§ **DATASET CONTENT**:
* * * *
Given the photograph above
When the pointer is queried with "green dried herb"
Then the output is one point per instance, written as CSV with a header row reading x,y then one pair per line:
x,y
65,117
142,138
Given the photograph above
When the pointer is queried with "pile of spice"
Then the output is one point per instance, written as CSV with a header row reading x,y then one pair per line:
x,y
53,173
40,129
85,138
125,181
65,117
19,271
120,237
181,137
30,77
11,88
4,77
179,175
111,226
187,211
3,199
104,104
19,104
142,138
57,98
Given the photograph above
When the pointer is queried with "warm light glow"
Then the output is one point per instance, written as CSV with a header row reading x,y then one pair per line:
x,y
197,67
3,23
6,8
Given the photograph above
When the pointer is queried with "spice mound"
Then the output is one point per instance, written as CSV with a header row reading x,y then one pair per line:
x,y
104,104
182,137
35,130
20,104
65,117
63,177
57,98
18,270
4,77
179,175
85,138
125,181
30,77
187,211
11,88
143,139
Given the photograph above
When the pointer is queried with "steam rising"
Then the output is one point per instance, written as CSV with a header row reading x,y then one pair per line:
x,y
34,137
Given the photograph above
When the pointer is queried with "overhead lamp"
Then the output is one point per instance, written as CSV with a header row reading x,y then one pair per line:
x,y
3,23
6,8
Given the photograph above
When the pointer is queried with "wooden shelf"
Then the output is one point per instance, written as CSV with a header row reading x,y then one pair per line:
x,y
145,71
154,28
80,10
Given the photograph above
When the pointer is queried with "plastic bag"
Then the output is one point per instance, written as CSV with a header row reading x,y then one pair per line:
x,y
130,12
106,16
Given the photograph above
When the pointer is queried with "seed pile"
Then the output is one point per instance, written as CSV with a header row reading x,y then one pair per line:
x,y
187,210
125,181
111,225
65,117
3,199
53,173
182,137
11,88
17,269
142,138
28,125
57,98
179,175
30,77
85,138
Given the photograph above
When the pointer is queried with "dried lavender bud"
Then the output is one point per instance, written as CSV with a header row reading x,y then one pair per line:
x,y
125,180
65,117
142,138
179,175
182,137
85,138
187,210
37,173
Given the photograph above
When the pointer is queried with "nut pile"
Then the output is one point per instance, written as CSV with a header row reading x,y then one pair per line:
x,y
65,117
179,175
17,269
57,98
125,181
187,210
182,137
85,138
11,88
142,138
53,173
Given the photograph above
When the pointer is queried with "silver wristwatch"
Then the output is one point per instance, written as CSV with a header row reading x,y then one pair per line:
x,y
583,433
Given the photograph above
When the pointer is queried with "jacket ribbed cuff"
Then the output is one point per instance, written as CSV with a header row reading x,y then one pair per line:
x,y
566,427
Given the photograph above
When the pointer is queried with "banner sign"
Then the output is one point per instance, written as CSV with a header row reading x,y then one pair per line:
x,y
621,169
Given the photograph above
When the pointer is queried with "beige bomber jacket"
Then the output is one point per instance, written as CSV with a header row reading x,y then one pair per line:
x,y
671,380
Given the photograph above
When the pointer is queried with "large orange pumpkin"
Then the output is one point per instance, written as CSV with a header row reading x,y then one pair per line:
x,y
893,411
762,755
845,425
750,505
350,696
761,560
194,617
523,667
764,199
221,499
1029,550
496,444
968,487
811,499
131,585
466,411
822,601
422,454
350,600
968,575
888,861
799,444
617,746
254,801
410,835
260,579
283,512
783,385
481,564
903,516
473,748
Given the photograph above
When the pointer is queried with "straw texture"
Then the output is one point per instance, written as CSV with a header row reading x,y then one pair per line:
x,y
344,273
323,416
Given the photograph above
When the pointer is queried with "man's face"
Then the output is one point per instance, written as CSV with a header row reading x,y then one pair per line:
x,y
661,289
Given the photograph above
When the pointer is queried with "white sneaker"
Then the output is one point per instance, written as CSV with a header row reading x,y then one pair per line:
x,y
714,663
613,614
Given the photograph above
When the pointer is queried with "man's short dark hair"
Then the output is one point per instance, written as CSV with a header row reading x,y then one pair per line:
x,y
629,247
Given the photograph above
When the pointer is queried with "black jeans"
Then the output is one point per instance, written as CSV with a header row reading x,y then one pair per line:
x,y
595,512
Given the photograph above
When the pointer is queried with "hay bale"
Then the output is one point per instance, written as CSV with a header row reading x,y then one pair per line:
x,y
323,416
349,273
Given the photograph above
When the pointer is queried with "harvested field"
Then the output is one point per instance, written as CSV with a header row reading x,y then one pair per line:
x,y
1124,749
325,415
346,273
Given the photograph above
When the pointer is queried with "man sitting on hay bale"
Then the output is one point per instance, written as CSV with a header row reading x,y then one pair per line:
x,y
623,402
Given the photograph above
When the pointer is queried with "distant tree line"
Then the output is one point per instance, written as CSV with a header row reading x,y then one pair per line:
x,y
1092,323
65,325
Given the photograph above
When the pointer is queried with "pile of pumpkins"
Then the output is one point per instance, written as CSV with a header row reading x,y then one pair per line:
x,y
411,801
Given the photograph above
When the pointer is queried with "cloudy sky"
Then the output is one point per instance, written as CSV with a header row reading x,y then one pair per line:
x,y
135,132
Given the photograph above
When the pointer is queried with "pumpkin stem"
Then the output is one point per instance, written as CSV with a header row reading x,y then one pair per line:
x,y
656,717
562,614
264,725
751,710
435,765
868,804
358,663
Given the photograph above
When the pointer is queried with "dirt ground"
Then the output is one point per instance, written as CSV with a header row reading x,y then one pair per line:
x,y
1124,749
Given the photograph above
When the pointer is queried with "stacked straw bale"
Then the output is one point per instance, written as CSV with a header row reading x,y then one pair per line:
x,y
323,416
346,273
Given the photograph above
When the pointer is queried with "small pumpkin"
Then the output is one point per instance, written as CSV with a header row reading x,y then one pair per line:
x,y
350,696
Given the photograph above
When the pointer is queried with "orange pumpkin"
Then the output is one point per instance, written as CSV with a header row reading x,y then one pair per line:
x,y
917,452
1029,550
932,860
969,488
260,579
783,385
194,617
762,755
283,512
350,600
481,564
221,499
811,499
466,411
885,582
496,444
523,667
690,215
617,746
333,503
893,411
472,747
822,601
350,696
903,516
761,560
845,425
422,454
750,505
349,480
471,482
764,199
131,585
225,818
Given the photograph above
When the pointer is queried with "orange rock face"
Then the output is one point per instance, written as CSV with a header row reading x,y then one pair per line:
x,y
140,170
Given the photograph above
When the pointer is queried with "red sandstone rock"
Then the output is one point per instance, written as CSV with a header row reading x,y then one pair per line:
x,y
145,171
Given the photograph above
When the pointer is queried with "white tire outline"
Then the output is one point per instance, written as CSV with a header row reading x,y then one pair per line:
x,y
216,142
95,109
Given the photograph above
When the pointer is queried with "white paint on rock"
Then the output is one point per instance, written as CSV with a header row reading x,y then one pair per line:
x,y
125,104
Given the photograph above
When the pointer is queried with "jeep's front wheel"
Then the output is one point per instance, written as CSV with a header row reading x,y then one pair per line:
* * * *
§ **WHAT THE TASK REQUIRES**:
Could you reproduce every record exactly as shown above?

§ **TASK RESULT**:
Given the photograph above
When the pointer is queried with "green dried herb"
Then the output is one point per instance, written as CSV with a header row reading x,y then one pair per line:
x,y
65,117
142,138
Given the photograph above
When the pointer is queried with "pile of spice"
Then the output is one point per instance, written as CSV with a header row reading x,y then one pair per line:
x,y
53,173
40,129
85,138
125,181
65,117
19,271
120,237
181,137
30,77
11,88
4,77
179,175
111,226
187,211
3,199
104,104
19,104
142,138
57,98
Given the photograph above
When the pointer is queried with "warm light glow"
Then the output is one point per instance, written as CSV with a header row reading x,y then one pair per line:
x,y
197,67
3,23
6,8
Given the photograph above
When the pointer is queried with "spice mound"
Then the output is one point per instance, written as CSV with a header row reading x,y then one pair per line:
x,y
104,104
182,137
35,130
20,104
65,117
63,177
57,98
18,270
4,77
179,175
85,138
125,181
30,77
187,211
11,88
143,139
Given the photograph above
When the pointer is queried with "steam rising"
Then the output is one point per instance, written as CSV with a header row reading x,y then one pair per line:
x,y
34,137
Given the photograph above
When the pointer is queried with "overhead lamp"
Then the output is one point per instance, written as CSV with a header row reading x,y then one pair per line:
x,y
3,23
6,8
Given the photograph above
When the pointer is queried with "wooden shelf"
Then the output is one point per instance, written as CSV with a header row reading x,y then one pair per line:
x,y
145,71
154,28
80,10
Given the photograph above
When the pointer is queried with "plastic bag"
Then the output is one point per instance, written as CSV with a header row reading x,y then one pair per line:
x,y
130,12
106,16
Given the photograph above
When the pointer is queried with "seed pile"
Then the output is one point per instance, written as CSV with a header row reading x,y then one pair per line:
x,y
187,210
125,181
111,225
65,117
3,199
53,173
182,137
11,88
17,269
142,138
28,125
57,98
179,175
30,77
85,138
Given the photograph above
When the pointer is queried with "dried lavender bud"
Then the output is one point per instance, written as CSV with a header row reading x,y then one pair per line:
x,y
125,180
65,117
142,138
179,175
182,137
85,138
187,210
37,173
Given the photograph above
When the pointer is queried with "nut pile"
Then the output is one point per instance, written as CSV with a header row reading x,y then one pair per line:
x,y
65,117
179,175
17,269
57,98
125,181
187,210
182,137
85,138
11,88
142,138
53,173
Given the photograph above
When the pointer is queried with "silver wristwatch"
Then the output is one point per instance, written as CSV with a header row reading x,y then one pair per line:
x,y
583,433
Given the photograph above
When the pointer is queried with "jacket ribbed cuff"
Then the output is one point per instance, written as CSV with a header row reading x,y then one pair per line:
x,y
566,427
Given the photograph above
When the pointer is queried with "banner sign"
Then the output is one point per instance, written as CSV with a header row reading x,y then one pair per line:
x,y
621,169
Given the photograph above
When the pointer is queried with "beige bomber jacket"
Then the output is one point per instance, written as CSV with a header row reading x,y then one pair per line:
x,y
671,380
Given the photograph above
When the pointer is queried with "large orange pumpkin"
Then the output is one point per instance, written as CSV with a header row reading x,y then one pair per line:
x,y
893,411
762,755
845,425
750,505
350,696
761,560
194,617
523,667
764,199
221,499
1029,550
496,444
968,487
811,499
131,585
466,411
822,601
422,454
350,600
968,575
888,861
799,444
617,746
254,801
410,835
260,579
283,512
783,385
481,564
903,516
473,748
Given the photograph above
When the pointer is queried with "straw texture"
Then the output is one point per instance, written as CSV with a header row reading x,y then one pair per line:
x,y
344,273
323,416
Given the photograph above
When the pointer is queried with "man's face"
Then the output is one point per instance, written as CSV with a header row reading x,y then one pair per line:
x,y
661,289
Given the photograph above
When the pointer is queried with "white sneaker"
Then the output is one point per instance, written as CSV with a header row reading x,y then one pair per line:
x,y
714,663
613,614
Given the photograph above
When the pointer is queried with "man's short dark hair"
Then the output is one point per instance, written as CSV with a header row reading x,y then one pair per line:
x,y
629,247
Given the photograph above
When the pointer is queried with "black jeans"
Then the output is one point per instance, written as CSV with a header row reading x,y then one pair per line:
x,y
595,512
Given the photograph above
When the pointer is queried with "hay bale"
Then the output is one point per instance, written as CSV with a header row reading x,y then one pair per line:
x,y
323,416
349,273
Given the photograph above
When the pointer is queried with "harvested field"
Then the output is one point per instance, written as CSV with a header row reading x,y then one pair per line:
x,y
1124,749
325,415
346,273
Given the photograph above
When the pointer is queried with "man sitting on hay bale"
Then the output is one point per instance, written as CSV with a header row reading x,y then one pair per line:
x,y
623,402
Given the photograph above
When the pointer is queried with "distant tree line"
Then the output is one point per instance, written as CSV with a header row reading x,y then one pair per line:
x,y
1092,323
65,325
Given the photograph above
When the pointer is queried with "pile of pumpkins"
Then the output is one point per instance, written as CSV with a header row reading x,y then one pair per line:
x,y
411,801
Given the photograph above
When the pointer is queried with "cloudy sky"
Then the output is one point per instance, written as CSV with a header row reading x,y then one pair per line:
x,y
135,132
Given the photograph above
When the pointer is queried with "pumpkin stem"
Then the output is one point per instance, written as CSV with a header row reading x,y then one pair per line:
x,y
656,717
562,614
264,725
751,710
435,765
868,804
358,663
Given the photograph above
When the pointer is queried with "dirt ground"
Then the output is one point per instance, written as CSV with a header row reading x,y then one pair per line:
x,y
1124,749
Given the photograph above
When the pointer is queried with "stacked straw bale"
Then the output is one point per instance, written as CSV with a header row reading x,y then one pair per line:
x,y
323,416
346,273
Given the photograph above
When the pointer is queried with "small pumpkin"
Then the output is one point per instance, written as CSV with a header row reading x,y then one pair per line:
x,y
350,696
Given the photograph above
When the pointer is queried with "orange pumpkin"
Then the output is one point per instance, written as CSV with a header row reading x,y then one pair per line:
x,y
917,452
1029,550
932,860
969,488
260,579
783,385
194,617
762,755
283,512
350,600
481,564
221,499
811,499
466,411
885,582
496,444
523,667
690,215
617,746
333,503
893,411
472,747
822,601
350,696
903,516
761,560
845,425
422,454
750,505
349,480
471,482
764,199
131,585
225,818
Given the photograph above
When the pointer is queried with "orange rock face"
Then the output is one point per instance, written as CSV with a header row reading x,y then one pair per line:
x,y
140,170
Given the photograph above
When the pointer is queried with "red sandstone rock"
Then the output is one point per instance, written as CSV with a header row reading x,y then one pair per line:
x,y
145,171
Given the photograph above
When the pointer is queried with "white tire outline"
Then the output is one point per instance, written as CSV with a header row reading x,y then one pair per line:
x,y
216,142
95,109
Given the photograph above
When the pointer is queried with "white paint on rock"
Then the output is one point per instance, written as CSV with a header row reading x,y then one pair per line:
x,y
125,104
Given the photograph above
When the pointer is queried with "jeep's front wheel"
Then the output is one point per instance, written as CSV with a header row reading x,y then one pair per line:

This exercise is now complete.